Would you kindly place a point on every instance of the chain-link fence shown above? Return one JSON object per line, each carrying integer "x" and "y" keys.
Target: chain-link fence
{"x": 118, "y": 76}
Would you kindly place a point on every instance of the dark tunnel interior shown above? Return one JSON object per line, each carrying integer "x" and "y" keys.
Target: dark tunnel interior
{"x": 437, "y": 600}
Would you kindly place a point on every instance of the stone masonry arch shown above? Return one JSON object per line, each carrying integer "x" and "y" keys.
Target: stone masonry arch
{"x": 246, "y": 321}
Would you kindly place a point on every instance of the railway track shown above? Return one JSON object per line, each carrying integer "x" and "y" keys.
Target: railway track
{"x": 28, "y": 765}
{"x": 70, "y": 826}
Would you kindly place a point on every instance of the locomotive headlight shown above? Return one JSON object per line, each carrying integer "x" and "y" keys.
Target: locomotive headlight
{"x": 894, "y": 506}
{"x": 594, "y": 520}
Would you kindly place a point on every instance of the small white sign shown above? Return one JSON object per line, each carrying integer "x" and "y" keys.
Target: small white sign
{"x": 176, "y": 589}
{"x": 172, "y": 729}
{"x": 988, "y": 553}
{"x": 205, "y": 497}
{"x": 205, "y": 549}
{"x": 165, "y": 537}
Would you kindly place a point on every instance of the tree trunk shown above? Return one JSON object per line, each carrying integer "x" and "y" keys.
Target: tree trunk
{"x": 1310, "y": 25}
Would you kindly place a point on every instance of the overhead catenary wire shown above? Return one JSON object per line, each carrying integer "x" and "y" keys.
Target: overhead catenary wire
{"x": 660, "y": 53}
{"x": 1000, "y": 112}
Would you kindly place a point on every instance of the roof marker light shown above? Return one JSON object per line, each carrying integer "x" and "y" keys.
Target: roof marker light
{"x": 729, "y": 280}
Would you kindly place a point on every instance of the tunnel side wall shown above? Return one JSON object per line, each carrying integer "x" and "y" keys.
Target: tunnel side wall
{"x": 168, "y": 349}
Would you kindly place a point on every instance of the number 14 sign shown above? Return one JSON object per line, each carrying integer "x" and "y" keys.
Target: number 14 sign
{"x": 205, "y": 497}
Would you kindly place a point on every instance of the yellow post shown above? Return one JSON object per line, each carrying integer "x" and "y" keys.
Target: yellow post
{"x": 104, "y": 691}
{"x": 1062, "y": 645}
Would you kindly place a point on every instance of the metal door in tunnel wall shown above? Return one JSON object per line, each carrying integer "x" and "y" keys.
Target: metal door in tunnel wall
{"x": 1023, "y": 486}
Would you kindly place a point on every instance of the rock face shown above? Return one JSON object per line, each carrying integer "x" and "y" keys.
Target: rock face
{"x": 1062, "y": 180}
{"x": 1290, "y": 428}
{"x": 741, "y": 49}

> [What to do]: Rescale the lines beginning with the one that contains "of the rock" and ending with the last line of the records: write those lines out again, multiply every x and y coordinate in the answers by 1.15, and round each result to a whole number, with halves rounded up. Leave all other text in those lines unchanged.

> [Output of the exercise]:
Would you kindly place a point on every instance of the rock face shown above? Return one JSON object per line, each carrying integer "x" and "y" keys.
Target: rock face
{"x": 1221, "y": 207}
{"x": 1484, "y": 492}
{"x": 852, "y": 56}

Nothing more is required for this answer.